— AIM OF THE TASK —
Extract from the data below every line that contains the word "white", copying each one in full.

(Stored dataset entries)
----

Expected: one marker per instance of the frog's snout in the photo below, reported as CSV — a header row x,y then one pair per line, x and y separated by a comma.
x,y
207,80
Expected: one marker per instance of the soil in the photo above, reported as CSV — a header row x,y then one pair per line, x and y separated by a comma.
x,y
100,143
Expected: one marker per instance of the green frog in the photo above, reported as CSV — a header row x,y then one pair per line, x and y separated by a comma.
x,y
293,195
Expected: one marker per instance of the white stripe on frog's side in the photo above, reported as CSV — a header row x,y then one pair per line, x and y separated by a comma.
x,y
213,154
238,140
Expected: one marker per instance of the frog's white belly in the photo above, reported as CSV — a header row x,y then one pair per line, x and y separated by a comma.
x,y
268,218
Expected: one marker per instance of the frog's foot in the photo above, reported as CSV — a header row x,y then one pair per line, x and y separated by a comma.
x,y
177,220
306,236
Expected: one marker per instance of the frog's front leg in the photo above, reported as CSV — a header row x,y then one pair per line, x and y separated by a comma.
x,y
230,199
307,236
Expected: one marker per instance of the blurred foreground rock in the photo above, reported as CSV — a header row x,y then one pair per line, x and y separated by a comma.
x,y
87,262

----

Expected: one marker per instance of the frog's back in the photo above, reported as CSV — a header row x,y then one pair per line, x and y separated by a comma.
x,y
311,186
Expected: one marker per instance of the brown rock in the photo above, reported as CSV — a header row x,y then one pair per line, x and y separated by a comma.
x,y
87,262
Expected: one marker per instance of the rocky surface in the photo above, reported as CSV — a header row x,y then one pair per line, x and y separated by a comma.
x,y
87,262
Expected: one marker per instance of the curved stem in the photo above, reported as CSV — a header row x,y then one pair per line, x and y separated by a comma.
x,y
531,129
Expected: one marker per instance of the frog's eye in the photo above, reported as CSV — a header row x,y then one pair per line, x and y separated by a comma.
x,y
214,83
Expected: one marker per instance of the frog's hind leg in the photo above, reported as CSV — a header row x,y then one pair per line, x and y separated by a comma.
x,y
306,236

----

— TASK SOLUTION —
Expected: one marker per instance of the white stripe on frog's side in the photo above, reported as CSV — a header row x,y then one pair per line, x and y separated by a comma.
Expected: one marker per instance of the frog's white belly in the photo above, reported as CSV — a header row x,y then one pair per line, x and y separated by a comma.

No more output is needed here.